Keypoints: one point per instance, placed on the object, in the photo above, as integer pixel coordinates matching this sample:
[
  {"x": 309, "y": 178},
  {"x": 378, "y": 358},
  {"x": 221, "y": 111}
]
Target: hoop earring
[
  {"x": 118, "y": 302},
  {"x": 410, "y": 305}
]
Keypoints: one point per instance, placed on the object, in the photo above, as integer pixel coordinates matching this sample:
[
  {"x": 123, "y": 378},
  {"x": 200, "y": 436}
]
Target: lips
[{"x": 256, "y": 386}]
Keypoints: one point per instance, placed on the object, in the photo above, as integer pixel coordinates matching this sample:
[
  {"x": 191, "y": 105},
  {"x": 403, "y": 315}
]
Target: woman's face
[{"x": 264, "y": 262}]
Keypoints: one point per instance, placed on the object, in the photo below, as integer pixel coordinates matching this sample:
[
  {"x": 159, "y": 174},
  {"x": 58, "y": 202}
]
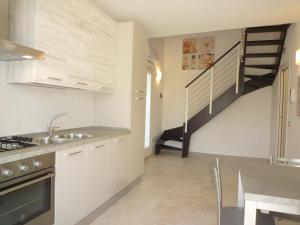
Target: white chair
[
  {"x": 233, "y": 215},
  {"x": 285, "y": 162}
]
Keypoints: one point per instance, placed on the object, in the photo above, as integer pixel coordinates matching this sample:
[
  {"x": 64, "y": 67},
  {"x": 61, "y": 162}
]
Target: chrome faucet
[{"x": 50, "y": 128}]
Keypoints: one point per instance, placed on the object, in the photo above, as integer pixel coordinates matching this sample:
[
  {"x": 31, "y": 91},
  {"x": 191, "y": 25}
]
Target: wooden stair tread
[
  {"x": 263, "y": 66},
  {"x": 267, "y": 29},
  {"x": 262, "y": 55},
  {"x": 264, "y": 42},
  {"x": 265, "y": 76},
  {"x": 162, "y": 146}
]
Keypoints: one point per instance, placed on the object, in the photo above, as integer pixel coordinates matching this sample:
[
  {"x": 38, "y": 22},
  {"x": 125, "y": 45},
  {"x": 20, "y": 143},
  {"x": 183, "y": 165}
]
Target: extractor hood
[{"x": 10, "y": 51}]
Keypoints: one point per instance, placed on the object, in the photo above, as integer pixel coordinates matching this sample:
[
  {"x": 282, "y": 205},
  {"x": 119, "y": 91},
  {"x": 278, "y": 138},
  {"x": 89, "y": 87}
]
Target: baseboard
[{"x": 91, "y": 217}]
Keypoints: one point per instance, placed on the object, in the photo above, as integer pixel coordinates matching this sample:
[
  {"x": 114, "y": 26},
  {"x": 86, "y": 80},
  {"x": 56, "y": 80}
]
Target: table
[{"x": 268, "y": 188}]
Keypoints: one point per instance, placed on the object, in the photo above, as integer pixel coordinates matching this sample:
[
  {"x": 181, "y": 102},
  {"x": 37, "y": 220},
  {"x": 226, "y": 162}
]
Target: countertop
[
  {"x": 271, "y": 183},
  {"x": 98, "y": 133}
]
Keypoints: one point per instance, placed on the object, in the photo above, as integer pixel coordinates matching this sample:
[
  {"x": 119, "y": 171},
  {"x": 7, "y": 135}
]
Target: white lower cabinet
[
  {"x": 70, "y": 199},
  {"x": 87, "y": 176},
  {"x": 96, "y": 175},
  {"x": 118, "y": 163}
]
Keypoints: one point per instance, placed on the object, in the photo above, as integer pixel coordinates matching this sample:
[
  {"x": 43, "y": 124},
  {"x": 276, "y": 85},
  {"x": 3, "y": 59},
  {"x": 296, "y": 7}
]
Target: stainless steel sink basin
[
  {"x": 78, "y": 136},
  {"x": 61, "y": 138},
  {"x": 52, "y": 140}
]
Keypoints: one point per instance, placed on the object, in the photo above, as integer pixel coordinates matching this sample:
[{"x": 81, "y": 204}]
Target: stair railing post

### Requirement
Omit the pictures; restate every entry word for word.

### The completed task
Keypoints: one point per instance, placed on the object, in the photo above, as integer pixel coordinates matching this sample:
[
  {"x": 309, "y": 178},
  {"x": 378, "y": 358},
  {"x": 221, "y": 111}
]
Target: hoop earring
[
  {"x": 118, "y": 302},
  {"x": 410, "y": 305}
]
Keypoints: one point per instance, placed on the object, in the photo above, as integer pixel coordinates matching this sample:
[
  {"x": 123, "y": 378},
  {"x": 200, "y": 436}
]
Target: lips
[{"x": 256, "y": 386}]
Keypoints: one point per instance, placed on the object, in the photo above, as integer pixel coordinates matching this sample:
[
  {"x": 191, "y": 105},
  {"x": 403, "y": 315}
]
Target: woman's face
[{"x": 264, "y": 262}]
Keypoints: one point per instance, placed on the object, in the photo below, as integer pixel coordinates matching this sample:
[
  {"x": 159, "y": 174},
  {"x": 58, "y": 202}
]
Target: white chair
[
  {"x": 233, "y": 215},
  {"x": 285, "y": 162}
]
Keypoints: one point per instance, placed on the object, in the photo above, as integer pixel coordinates matching this sample:
[
  {"x": 64, "y": 67},
  {"x": 61, "y": 162}
]
Target: chrome faucet
[{"x": 50, "y": 128}]
Keypoints: one point per instance, placed on the object, in the photo above, as integer pixel coordinates matching this sample:
[
  {"x": 31, "y": 91},
  {"x": 191, "y": 25}
]
Target: wooden stair tread
[
  {"x": 263, "y": 66},
  {"x": 267, "y": 29},
  {"x": 262, "y": 55},
  {"x": 264, "y": 42},
  {"x": 265, "y": 76},
  {"x": 162, "y": 146}
]
Keypoints: one point per instance, placed on the object, in the photo above, as integer pixel coordinates matching this sample:
[
  {"x": 38, "y": 22},
  {"x": 125, "y": 45},
  {"x": 20, "y": 143},
  {"x": 183, "y": 165}
]
Target: extractor hood
[{"x": 10, "y": 51}]
Keypoints: one point per instance, placed on the object, in the photo above, as integer pixel coordinates matching this sample:
[
  {"x": 282, "y": 205},
  {"x": 119, "y": 91},
  {"x": 278, "y": 138},
  {"x": 89, "y": 87}
]
Target: baseboard
[{"x": 91, "y": 217}]
Keypoints: one point per instance, placed on the object, in the photo above, as integer pixel coordinates matching this sample:
[
  {"x": 114, "y": 26},
  {"x": 86, "y": 80},
  {"x": 56, "y": 80}
]
Target: table
[{"x": 268, "y": 188}]
Keypoints: one point per instance, placed on the object, in the photo above, as integer pixel coordinates matching this sample:
[
  {"x": 181, "y": 102},
  {"x": 37, "y": 220},
  {"x": 226, "y": 162}
]
Target: countertop
[
  {"x": 271, "y": 183},
  {"x": 98, "y": 133}
]
Keypoints: one point per instance, placed on the object, in the photo above, as integer pixel coordinates matching this sample:
[
  {"x": 119, "y": 171},
  {"x": 7, "y": 135}
]
Target: white lower cabinet
[
  {"x": 70, "y": 199},
  {"x": 87, "y": 176},
  {"x": 96, "y": 175},
  {"x": 118, "y": 163}
]
Keypoints: one point per instance, placed on the object, in the photo above, as integer pixel coordinates matching this sample:
[
  {"x": 43, "y": 124},
  {"x": 276, "y": 85},
  {"x": 3, "y": 59},
  {"x": 296, "y": 7}
]
Target: stainless steel sink basin
[
  {"x": 78, "y": 136},
  {"x": 61, "y": 138},
  {"x": 52, "y": 140}
]
Keypoints: one point per instance, placed on the object, in the photo above, as integer pixel coordinates matching this sample:
[{"x": 81, "y": 204}]
Target: stair railing post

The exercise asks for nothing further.